--- Start Listed records ---

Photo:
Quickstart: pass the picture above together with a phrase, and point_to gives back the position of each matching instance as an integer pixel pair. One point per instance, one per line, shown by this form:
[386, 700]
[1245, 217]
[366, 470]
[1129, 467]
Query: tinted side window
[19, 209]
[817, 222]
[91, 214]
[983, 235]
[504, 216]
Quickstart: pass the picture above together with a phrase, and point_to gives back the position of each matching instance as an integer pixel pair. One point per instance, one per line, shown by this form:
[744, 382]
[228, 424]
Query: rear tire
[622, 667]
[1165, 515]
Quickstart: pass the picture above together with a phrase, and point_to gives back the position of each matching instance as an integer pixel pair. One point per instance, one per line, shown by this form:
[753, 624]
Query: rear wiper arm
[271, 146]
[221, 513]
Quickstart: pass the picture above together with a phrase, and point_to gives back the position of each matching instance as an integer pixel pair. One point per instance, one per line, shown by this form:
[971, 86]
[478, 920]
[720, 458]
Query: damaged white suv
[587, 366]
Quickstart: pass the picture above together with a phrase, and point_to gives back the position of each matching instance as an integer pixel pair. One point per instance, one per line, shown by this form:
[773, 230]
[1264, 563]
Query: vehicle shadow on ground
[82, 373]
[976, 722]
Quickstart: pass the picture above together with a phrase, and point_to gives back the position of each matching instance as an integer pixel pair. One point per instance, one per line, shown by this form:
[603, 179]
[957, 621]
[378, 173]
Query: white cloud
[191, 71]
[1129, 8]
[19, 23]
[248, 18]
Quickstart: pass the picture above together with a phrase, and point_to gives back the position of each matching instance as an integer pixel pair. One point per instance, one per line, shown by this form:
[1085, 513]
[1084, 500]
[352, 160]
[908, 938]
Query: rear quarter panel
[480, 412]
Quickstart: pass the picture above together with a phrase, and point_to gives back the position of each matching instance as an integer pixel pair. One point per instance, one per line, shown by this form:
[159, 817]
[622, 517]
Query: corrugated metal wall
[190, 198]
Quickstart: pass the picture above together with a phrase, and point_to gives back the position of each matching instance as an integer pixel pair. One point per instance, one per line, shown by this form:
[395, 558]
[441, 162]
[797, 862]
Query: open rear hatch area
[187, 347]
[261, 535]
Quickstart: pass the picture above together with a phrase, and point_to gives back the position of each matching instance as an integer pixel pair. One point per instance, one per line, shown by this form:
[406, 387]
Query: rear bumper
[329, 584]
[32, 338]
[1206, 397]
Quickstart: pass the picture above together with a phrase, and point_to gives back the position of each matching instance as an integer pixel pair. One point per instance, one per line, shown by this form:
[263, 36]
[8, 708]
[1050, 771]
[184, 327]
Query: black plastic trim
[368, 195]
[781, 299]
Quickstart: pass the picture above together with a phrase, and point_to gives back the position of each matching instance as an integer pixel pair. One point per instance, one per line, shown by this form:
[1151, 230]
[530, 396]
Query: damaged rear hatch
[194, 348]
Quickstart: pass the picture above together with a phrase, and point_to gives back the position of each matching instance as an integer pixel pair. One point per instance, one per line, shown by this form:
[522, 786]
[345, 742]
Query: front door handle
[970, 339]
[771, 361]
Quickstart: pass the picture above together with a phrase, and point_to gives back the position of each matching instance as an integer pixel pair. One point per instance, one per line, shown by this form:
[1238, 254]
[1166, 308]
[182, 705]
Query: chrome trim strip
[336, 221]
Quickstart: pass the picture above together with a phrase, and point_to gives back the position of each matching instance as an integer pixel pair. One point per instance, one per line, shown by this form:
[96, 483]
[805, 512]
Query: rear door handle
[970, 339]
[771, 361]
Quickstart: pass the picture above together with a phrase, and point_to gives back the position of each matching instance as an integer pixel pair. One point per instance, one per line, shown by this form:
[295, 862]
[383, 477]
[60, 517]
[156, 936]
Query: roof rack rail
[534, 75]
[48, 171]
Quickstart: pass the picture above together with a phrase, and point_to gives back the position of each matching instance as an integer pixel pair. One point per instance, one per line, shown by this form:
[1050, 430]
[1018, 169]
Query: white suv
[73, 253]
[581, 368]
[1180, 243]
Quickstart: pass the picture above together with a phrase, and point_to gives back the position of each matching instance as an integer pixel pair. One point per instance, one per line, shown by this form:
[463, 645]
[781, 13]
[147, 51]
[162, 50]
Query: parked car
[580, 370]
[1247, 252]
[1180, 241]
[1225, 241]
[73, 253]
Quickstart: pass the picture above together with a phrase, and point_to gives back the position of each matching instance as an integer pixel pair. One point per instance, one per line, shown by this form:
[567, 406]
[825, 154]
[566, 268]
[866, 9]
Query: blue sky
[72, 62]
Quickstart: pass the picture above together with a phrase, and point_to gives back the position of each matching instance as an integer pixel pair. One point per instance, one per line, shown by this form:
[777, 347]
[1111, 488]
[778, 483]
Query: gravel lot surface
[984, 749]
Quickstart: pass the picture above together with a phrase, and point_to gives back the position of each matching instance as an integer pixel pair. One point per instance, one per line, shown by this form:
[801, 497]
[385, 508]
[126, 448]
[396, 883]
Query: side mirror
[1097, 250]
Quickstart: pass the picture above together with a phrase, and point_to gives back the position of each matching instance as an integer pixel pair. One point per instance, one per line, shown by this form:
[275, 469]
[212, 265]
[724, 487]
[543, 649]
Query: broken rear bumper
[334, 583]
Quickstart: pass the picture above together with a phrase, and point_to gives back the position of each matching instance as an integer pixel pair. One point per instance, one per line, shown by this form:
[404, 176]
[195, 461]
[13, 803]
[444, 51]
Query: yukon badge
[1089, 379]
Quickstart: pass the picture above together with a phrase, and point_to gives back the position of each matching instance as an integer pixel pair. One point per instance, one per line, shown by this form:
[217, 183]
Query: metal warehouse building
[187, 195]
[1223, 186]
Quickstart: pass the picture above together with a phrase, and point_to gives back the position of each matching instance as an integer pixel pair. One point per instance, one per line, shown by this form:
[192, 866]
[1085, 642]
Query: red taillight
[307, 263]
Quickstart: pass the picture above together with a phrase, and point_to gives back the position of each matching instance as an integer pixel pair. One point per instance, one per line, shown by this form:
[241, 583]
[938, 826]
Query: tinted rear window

--- End Listed records ---

* **Your goal**:
Quote all the records. Keep every word exact.

* **Correct response**:
Photo:
Quickstart: pass the picture above together with a phrase, and point_to gives back the position of each matching instance as an integer pixel pair. One point per instance, one per line, shown by this form:
[386, 700]
[1245, 217]
[366, 470]
[1129, 467]
Query: tinted side window
[19, 209]
[817, 222]
[91, 214]
[983, 235]
[504, 216]
Quickstart: pass the picture above together with a phrase, and point_to gives back the position of each matching instance as an integer pixel pair. One point per instance, one per line, shown by this form:
[744, 382]
[228, 424]
Query: rear tire
[622, 667]
[1165, 515]
Quickstart: pass the picture above together with a phrase, and point_to gives back the position of each matching instance as an integer pixel pair. One point per instance, one per line, shown by this form:
[753, 624]
Query: rear wiper arm
[271, 146]
[221, 513]
Quickstart: pass the picture above together with a phrase, and point_to gives back the position of each matching instance as an integer pixel pair. One point per instance, one per line, shown by this form:
[971, 86]
[478, 920]
[720, 458]
Query: damaged white suv
[587, 366]
Quickstart: pass the picture above together with a phrase, and point_to gives back the position of each matching instance as an integer pixel pair. One point per instance, one per line, shown by this form:
[773, 230]
[1264, 563]
Query: vehicle shadow on ground
[82, 373]
[976, 722]
Quickstart: pass the picture above together with a phrase, and point_to gives back the position of each matching instance as an integer pixel pair. One point per instance, one per line, shown by this form:
[603, 179]
[957, 621]
[378, 173]
Query: white cloud
[191, 71]
[1129, 8]
[19, 23]
[248, 18]
Quickstart: pass the picture above together with a phrase, and point_to gives back the position of each matching instance as an integer pixel pair. One point per instance, one per line, shown by this form:
[1085, 513]
[1084, 500]
[352, 160]
[908, 938]
Query: rear quarter panel
[480, 412]
Quickstart: pass the picture above together with a phrase, and point_to gives back the position of each matching instance as an integer pixel pair. One point per instance, one per line, shown by this form:
[159, 817]
[622, 517]
Query: corrugated metal wall
[190, 198]
Quickstart: pass the picture above together with a phrase, and point_to gives back the position of each matching instance as an integer pixel pair. One point per instance, one per line, shown by this form:
[395, 558]
[441, 162]
[797, 862]
Query: open rear hatch area
[187, 347]
[261, 535]
Quickstart: pass the picture above together with a phrase, and point_to gives back the position of each matching instance as an integer pixel pair. One point per instance, one per line, shown by this form:
[406, 387]
Query: rear bumper
[329, 584]
[32, 338]
[1206, 397]
Quickstart: pass the picture above together with a phrase, and point_to gives back the position of each matching instance as an integer pixel pair. One point per instance, one per line, shown by this form:
[263, 36]
[8, 708]
[1050, 771]
[184, 327]
Query: black plastic trim
[368, 195]
[781, 299]
Quickstart: pass the picture above together with a phrase, and point_to gives back the position of each matching instance as an integer pixel pair. One point per instance, one per line, shown by this form:
[1151, 230]
[530, 396]
Query: damaged rear hatch
[194, 348]
Quickstart: pass the picture above together with a phrase, and point_to gives back the position of each matching instance as an integer pixel pair. One point per instance, one per line, shown by this form:
[522, 786]
[345, 742]
Query: front door handle
[970, 339]
[771, 361]
Quickstart: pass the picture above together with a phrase, and point_to gives back the position of each matching instance as an integer pixel pair. One point per instance, one per line, shown by this form:
[1238, 254]
[1166, 308]
[182, 705]
Query: chrome trim strip
[336, 221]
Quickstart: pass the picture above together with a phrase, and point_to gives back the position of each matching instance as an integer pixel pair. One point per instance, one per line, shown by this form:
[96, 483]
[805, 512]
Query: rear door handle
[970, 339]
[771, 361]
Quickstart: pass the picture above together with a phrase, and point_to gives back the position of each matching instance as an integer pixel pair. One point per instance, one per line, shown by this form:
[295, 862]
[383, 477]
[60, 517]
[156, 936]
Query: roof rack rail
[534, 75]
[48, 171]
Quickstart: pass the picture above together with a phrase, and point_to gives back the position of each matching instance as an integer pixel pair. One point per instance, one per line, shown by this form:
[1050, 430]
[1018, 169]
Query: white suv
[73, 253]
[581, 368]
[1180, 243]
Quickstart: pass the picture above together with a phrase, and point_to gives back the position of each matching instance as an integer pixel pair. One point per instance, one per line, shown by this form:
[463, 645]
[781, 13]
[147, 51]
[162, 50]
Query: parked car
[580, 370]
[1247, 252]
[1180, 241]
[1225, 241]
[73, 253]
Quickstart: pass the picture above together with a phrase, and point_to gives back the position of each matching instance as an integer pixel pair. One point per instance, one per line, shown by this form:
[567, 406]
[825, 154]
[566, 268]
[866, 9]
Query: blue sky
[72, 62]
Quickstart: pass the picture above together with a phrase, and point_to gives back the position of each matching instance as an integer pixel pair. One point per instance, one per line, shown by this form:
[777, 347]
[1111, 488]
[778, 483]
Query: gravel lot surface
[984, 749]
Quickstart: pass the picture above together with a phrase, and point_to gives back the position of each matching instance as an integer pixel pair. One point per instance, one per line, shown by this form:
[801, 497]
[385, 508]
[126, 448]
[396, 883]
Query: side mirror
[1097, 250]
Quickstart: pass the picture above together with a phrase, and point_to gives back the position of each matching instance as an integer pixel pair. One point per instance, one per line, shown by this form:
[275, 469]
[212, 265]
[724, 487]
[543, 649]
Query: broken rear bumper
[334, 583]
Quickstart: pass the picture above together with a phrase, and point_to gives back the position of each matching instance as an integer pixel pair. One point per instance, one per line, shown by this form:
[404, 176]
[195, 461]
[13, 803]
[444, 51]
Query: yukon badge
[1089, 379]
Quickstart: pass the picture above together with a phrase, and point_to gives back the position of each matching instance as an integer pixel pair. One point per instance, one per line, shown by this form:
[217, 183]
Query: metal warehouse building
[187, 195]
[1223, 186]
Quickstart: pass the picture above together with a phrase, and point_to gives back the position of each matching instance as an integer pixel pair. One point per instance, one per line, shown by this form:
[192, 866]
[1085, 642]
Query: red taillight
[307, 263]
Quickstart: pass the picture above together with a phrase, and point_to gives back the position of each matching instance as an integer pixel pair. One point per instance, one per line, shown by this form:
[241, 583]
[938, 826]
Query: tinted rear window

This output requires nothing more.